:: INPUT DATA ::

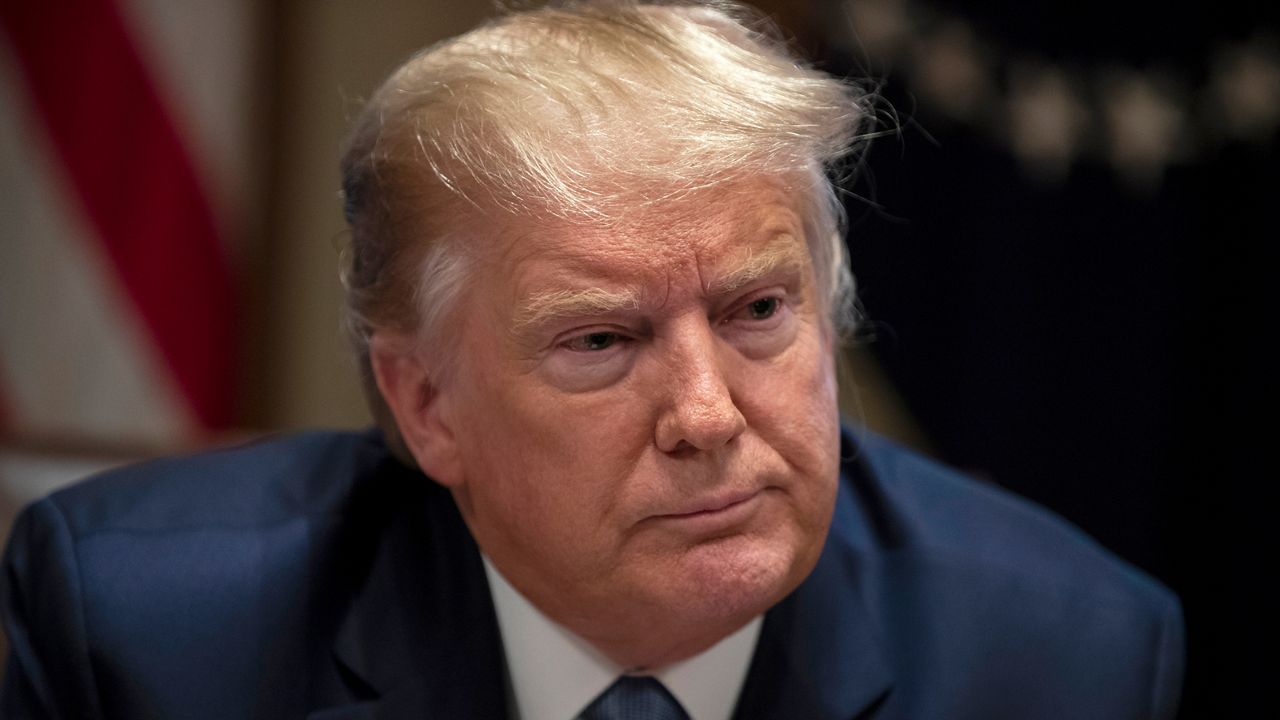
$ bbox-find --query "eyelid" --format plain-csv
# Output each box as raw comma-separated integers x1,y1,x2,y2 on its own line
561,332,619,353
721,286,789,322
552,324,634,352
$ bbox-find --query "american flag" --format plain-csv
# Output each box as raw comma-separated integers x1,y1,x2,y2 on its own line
0,0,255,449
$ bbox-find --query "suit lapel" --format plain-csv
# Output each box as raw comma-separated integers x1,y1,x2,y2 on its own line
314,470,509,720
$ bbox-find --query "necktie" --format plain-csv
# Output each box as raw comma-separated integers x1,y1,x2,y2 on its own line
578,675,691,720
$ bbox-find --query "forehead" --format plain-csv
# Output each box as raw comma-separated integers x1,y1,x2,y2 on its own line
488,179,810,294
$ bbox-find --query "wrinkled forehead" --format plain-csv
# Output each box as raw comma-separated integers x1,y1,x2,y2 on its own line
445,181,813,341
481,177,810,282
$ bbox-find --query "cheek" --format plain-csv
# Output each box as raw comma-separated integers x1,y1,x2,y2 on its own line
458,378,652,547
743,329,839,457
514,363,661,464
738,334,841,539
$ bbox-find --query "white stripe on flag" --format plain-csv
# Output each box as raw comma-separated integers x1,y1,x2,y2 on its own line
117,0,258,254
0,49,196,446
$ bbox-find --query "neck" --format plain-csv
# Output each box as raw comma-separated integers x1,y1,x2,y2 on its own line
585,619,748,671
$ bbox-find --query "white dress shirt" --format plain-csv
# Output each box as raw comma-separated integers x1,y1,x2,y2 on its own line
483,557,762,720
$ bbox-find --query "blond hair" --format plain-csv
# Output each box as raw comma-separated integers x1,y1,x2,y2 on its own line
340,0,873,451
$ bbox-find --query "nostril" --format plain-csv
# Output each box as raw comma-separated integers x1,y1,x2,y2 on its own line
659,392,746,453
665,439,699,458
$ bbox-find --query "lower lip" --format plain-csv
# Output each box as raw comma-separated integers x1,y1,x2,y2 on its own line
655,491,766,533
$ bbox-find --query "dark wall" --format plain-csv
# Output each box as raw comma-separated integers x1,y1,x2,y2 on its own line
816,1,1277,716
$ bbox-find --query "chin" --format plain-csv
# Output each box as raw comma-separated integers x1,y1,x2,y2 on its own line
657,528,816,627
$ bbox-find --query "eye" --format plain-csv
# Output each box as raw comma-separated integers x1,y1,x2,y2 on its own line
544,327,637,392
562,331,622,352
719,290,794,359
725,295,784,325
744,297,780,320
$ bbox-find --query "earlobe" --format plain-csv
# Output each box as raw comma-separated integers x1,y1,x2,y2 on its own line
368,334,465,487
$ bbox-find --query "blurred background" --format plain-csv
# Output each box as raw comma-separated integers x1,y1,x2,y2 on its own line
1,0,1274,716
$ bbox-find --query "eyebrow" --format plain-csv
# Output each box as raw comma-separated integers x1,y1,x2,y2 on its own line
512,286,643,330
511,236,807,331
706,237,808,297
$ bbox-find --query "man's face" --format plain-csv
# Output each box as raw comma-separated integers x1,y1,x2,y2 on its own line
436,178,841,663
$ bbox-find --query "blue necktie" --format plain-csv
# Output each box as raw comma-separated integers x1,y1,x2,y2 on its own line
578,676,691,720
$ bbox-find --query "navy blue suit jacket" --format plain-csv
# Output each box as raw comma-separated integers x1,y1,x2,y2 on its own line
1,428,1184,719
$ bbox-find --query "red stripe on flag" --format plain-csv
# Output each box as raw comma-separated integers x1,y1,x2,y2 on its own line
1,0,239,431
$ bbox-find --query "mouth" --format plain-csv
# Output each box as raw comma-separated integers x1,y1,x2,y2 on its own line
651,489,767,532
665,489,759,517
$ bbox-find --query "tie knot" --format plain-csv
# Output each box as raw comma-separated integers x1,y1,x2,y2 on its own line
579,675,691,720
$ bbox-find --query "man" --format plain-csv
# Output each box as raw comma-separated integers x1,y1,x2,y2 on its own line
1,2,1183,719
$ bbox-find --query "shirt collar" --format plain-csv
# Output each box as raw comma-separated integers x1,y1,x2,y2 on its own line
483,556,761,720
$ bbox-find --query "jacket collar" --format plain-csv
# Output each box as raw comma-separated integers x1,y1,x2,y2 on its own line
314,458,509,720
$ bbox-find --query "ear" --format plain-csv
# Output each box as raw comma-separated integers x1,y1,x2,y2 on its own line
368,332,465,487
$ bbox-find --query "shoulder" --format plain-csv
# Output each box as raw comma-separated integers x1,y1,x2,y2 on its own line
3,429,415,608
0,429,424,717
5,428,420,628
843,428,1174,608
835,428,1184,718
39,429,394,536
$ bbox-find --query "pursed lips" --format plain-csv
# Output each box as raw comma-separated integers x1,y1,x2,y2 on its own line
656,488,763,519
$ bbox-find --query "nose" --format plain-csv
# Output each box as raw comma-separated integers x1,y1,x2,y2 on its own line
654,323,747,454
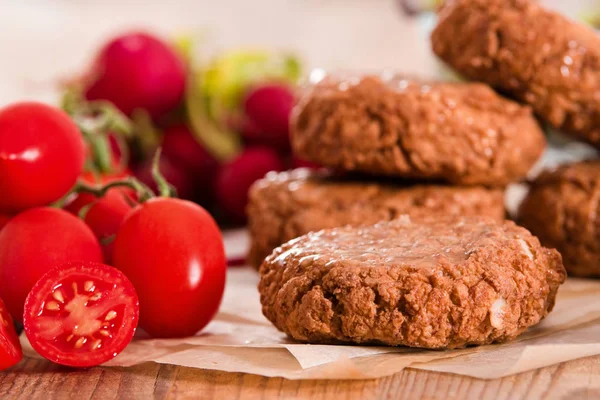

:::

→ TRY IT
For each record above, write it out exactly and omit any picture.

→ RESULT
$ bbox-find --query "eyelid" --format plain-csv
# Output each box as raw comma-separated integers x1,y1,x2,y2 on its own line
561,332,619,353
721,286,789,322
552,324,634,352
$ bbox-find --query "american flag" --format plain-csv
# Output each box as raw comma-separated integers x1,y1,x2,y2 on its own line
0,0,255,449
$ bbox-find --query "suit lapel" --format plain-csv
# Output each box as raw comma-separated integers x1,y1,x2,y2 on its own line
314,470,509,720
$ bbox-find --query "necktie" --format plain-csv
# Output each box as raw comma-separated integers x1,y1,x2,y2 on its own line
578,675,691,720
$ bbox-find --query "forehead" --format plain-csv
# Output each box as raw comma-separated integers x1,y1,x2,y2 on its own line
488,179,810,294
$ bbox-find --query "wrinkled forehead" --format plain-csv
# Output each box as raw comma-separated integers x1,y1,x2,y2 on its own line
445,181,813,341
481,177,810,282
$ bbox-find --query "cheek" --format plain-csv
# Output each box as raw comma-separated integers x1,y1,x2,y2 on its own line
458,378,652,547
743,329,839,457
514,363,661,464
738,334,841,539
$ bbox-find --query "white stripe on flag" --format plain-csv
# Output each box as raw comma-separated integers x1,y1,x2,y2 on its own line
117,0,258,254
0,49,196,446
$ bbox-find --query "neck" --format plain-csv
# Output each box as raw comma-separated integers x1,y1,x2,y2 on its own line
585,619,748,671
$ bbox-find --query "white dress shirt" --format plain-csv
# Output each box as raw comma-separated integers x1,y1,x2,y2 on its own line
483,557,762,720
$ bbox-find --query "blond hair" --format plain-csv
# Output each box as raw comma-separated integers x1,y1,x2,y2 on its own line
340,0,873,451
$ bbox-find --query "nostril" --format plain-csv
# Output each box as raw comma-separated integers x1,y1,x2,y2 on its own line
659,392,746,453
665,439,699,458
$ bbox-find --query "lower lip" --format plain-csv
# Output each box as raw comma-separated integers x1,y1,x2,y2 on its own line
655,491,766,533
$ bbox-find --query "dark wall" --format plain-csv
# Output each box as raw comma-separated integers x1,y1,x2,y2 on its own line
816,1,1277,716
$ bbox-find --query "chin" --format plain-csv
# Output each box as raw comma-separated integers x1,y1,x2,y2 on its own line
657,528,816,627
$ bbox-find --query "eye" --format plain-csv
# Output each box as raw comma-separated integers x1,y1,x2,y2 on its own line
544,327,637,392
562,331,622,352
719,290,794,359
725,295,784,325
744,297,780,320
$ bbox-find --query "earlobe" --format plain-csv
# Output each box as raw comma-separated integers x1,y1,x2,y2 on its own line
368,334,465,487
$ bbox-find --query "blurred background" --format plain-csv
# Output each box as raw comma-separated integers x1,y1,x2,y2 on its own line
1,0,1274,716
$ bbox-find --query "eyebrow" --format plain-csv
# Output each box as raw comma-separated integers x1,y1,x2,y2 on its own line
512,286,643,330
511,236,807,331
706,237,808,297
$ bbox-find --query "man's face" --format plain-csv
# Output each box as raw comma-separated integers x1,y1,x2,y2 on its own line
436,178,841,663
$ bbox-find --query "blue necktie" --format plain-csv
# Output each box as raw comma-separated integers x1,y1,x2,y2 on its own line
578,676,691,720
$ bbox-find --query "navy blue suit jacket" --format plain-csv
# Output each box as raw comma-separated integers x1,y1,x2,y2 on its own line
1,428,1184,719
$ bbox-find --query "red stripe on flag" --format plain-csv
# Output each box as raw comma-separated integers x1,y1,x2,y2 on its own line
1,0,239,431
$ bbox-find --query "mouth" --format plain-csv
# Output each box as raw comma-separated integers x1,y1,x2,y2 on its own line
651,489,767,532
665,489,759,517
$ bbox-find --query "tie knot" --format plain-csv
# Output each box as raw comma-separated integers x1,y1,x2,y2 on its own line
579,675,691,720
$ bbox-find --query "man" --format plain-csv
# Output each box as raw comma-separated integers x1,y1,x2,y2 on its own line
1,2,1183,719
$ bbox-find --query "shirt collar" --format plain-csv
# Output each box as raw comma-separated integers x1,y1,x2,y2 on its own line
483,556,761,720
$ bbox-find --query "jacket collar" --format plain-csv
# Output each box as raw comma-separated integers x1,y1,x2,y2 on its own line
314,458,509,720
$ bbox-find --query "ear" --format plain-csv
# Output each box as raw comma-separated integers x1,y1,x2,y2 on its own line
368,332,465,487
$ bbox-find --query "shoulder" --format plain-csv
# Output each box as raw comma-separated integers x1,y1,x2,y2 on its own line
3,429,415,608
0,429,424,717
5,428,420,628
843,428,1174,608
835,428,1184,718
39,429,394,536
$ bbox-find --query "pursed lips" --format plain-csv
# Output each box as raw comma-separated integers x1,y1,x2,y2 on its own line
656,488,763,519
$ bbox-find --query "nose" --format plain-csv
# Output each box as raw comma-separated integers x1,y1,x2,y2 on its own line
654,323,747,454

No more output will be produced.